#### Short exercise
Please format the rows below as a numbered list, with any blank lines dropped.

(Position identification rows)
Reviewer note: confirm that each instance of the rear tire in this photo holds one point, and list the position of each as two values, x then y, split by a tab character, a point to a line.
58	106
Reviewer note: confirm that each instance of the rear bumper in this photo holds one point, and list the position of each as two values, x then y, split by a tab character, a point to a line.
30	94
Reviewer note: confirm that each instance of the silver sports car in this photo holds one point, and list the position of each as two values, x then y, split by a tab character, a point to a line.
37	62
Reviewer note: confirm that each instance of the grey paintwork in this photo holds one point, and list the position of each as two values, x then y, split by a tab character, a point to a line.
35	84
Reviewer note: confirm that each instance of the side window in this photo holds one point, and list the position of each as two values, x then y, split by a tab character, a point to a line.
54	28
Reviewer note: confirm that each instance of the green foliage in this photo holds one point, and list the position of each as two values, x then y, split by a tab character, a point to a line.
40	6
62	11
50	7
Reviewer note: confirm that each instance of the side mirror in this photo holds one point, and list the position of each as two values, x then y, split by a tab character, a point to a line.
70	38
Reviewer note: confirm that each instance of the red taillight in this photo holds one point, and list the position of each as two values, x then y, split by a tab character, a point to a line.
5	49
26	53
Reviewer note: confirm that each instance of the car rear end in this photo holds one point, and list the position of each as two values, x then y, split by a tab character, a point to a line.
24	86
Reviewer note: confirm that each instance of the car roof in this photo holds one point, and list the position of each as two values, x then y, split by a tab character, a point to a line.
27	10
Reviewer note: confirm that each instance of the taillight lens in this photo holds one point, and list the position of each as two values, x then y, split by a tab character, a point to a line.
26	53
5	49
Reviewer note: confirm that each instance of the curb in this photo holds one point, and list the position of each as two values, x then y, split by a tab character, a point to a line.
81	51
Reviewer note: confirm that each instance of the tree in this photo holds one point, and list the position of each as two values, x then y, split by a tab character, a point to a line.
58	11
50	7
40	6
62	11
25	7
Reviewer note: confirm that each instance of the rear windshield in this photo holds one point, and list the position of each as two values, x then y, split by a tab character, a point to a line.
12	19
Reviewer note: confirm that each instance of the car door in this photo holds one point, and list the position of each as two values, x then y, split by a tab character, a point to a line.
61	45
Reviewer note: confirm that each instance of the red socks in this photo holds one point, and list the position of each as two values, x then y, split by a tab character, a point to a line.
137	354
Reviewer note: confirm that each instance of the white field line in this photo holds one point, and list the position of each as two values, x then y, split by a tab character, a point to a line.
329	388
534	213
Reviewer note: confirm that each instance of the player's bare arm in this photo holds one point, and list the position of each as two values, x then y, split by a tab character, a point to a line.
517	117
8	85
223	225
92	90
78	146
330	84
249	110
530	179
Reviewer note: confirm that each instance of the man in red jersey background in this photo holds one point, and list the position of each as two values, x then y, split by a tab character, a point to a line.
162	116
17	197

#### Response to this exercise
1. Reviewer note: confirm that each instance of the rear tire in this photo holds one point, and list the position of each as two values, x then y, split by a tab character, a point to a line.
2. 58	106
3. Reviewer note: confirm that each instance of the rear bumper in this photo holds one point, and list the position of each as two values, x then y, split by a tab character, a point to a line.
4. 30	94
5. Reviewer note: confirm that each instance of the silver sports car in this photo holds one point, and list the position of each as two values, x then y, split by a tab character, a point to a line.
6. 37	62
7. Reviewer note: confirm that each instance of the grey paintwork in this photo holds one point, and list the position of each as two values, x then y, split by a tab character, a point to a line.
8. 35	84
9. Reviewer note: confirm that each instance of the side window in this photo holds one point, and list the position of each as two values, x then y, split by a tab character, a point to a line.
10. 54	28
11. Reviewer note: confirm that each instance of the green foliage in this photo holds one point, and list the position of each as two values, x then y, split by a tab character, a point to a line.
12. 40	6
13. 62	11
14. 50	7
15. Reviewer note: confirm that each instance of the side mirror in this photo holds one point, and list the position of each as two values, x then y, split by a tab character, a point to a line.
16. 70	38
17. Reviewer note: confirm that each instance of the red taillight in this photo holds one point, and list the position of each as two values, x then y, split by a tab character, a point to a line.
18. 5	49
19. 26	53
20. Reviewer note: confirm that each instance of the car rear end in this photo holds one point, and list the position of each as two values, x then y, split by a tab character, a point to a line.
21. 24	86
22. Reviewer note: confirm that each instance of the car roof in this photo holds one point, and list the position of each as two values, x then y, split by a tab character, a point to a line.
23. 27	10
24. Reviewer note: confirm that each instance of the taillight lens in this photo holds one point, and list the position of each as two values, x then y, split by a tab character, a point to a line.
25. 26	53
26. 5	49
27. Reviewer note: confirm that each instance of the curb in this photo holds one point, and list the position of each as two values, x then y, split by a tab character, a point to a line.
28. 81	51
29. Reviewer note: confirm that each instance of the tree in this photo holds one point, and list the position of each as two values, x then y, split by a tab character, a point to a line.
30. 58	11
31. 50	7
32. 40	6
33. 62	11
34. 25	7
35. Reviewer note: confirm that each instance of the rear windshield in this photo holds one point, and list the position of each as two values, x then y, split by a tab character, a point to a line.
36. 12	19
37. Reviewer note: confirm that each instance of the car door in this photo holds one point, and list the position of each as two values, x then y, split by a tab character, a point to a line.
38. 61	45
39. Reviewer note: confirm that each instance of the red socks in this photo holds one point, and list the position of each as two values, x then y, split by a tab character, a point to a line.
40. 137	354
41. Reviewer note: confirm that each instance of the white field line in this photo holds one point, and list the position of each as two values, x then y, split by a tab character, a point to a line.
42. 329	388
43. 534	213
44. Reviewer note: confirm that each instance of the player's bare arm in this photo holds one point, and list the position of each as two values, x then y, split by a tab character, a point to a line.
45. 517	117
46. 8	85
47. 223	225
48. 92	90
49. 78	146
50. 330	84
51. 249	110
52. 530	179
53. Reviewer note: confirm that each instance of the man in red jersey background in this photo holds one point, and list the position of each as two values, x then y, split by a tab character, a point to a line.
54. 162	116
55. 17	197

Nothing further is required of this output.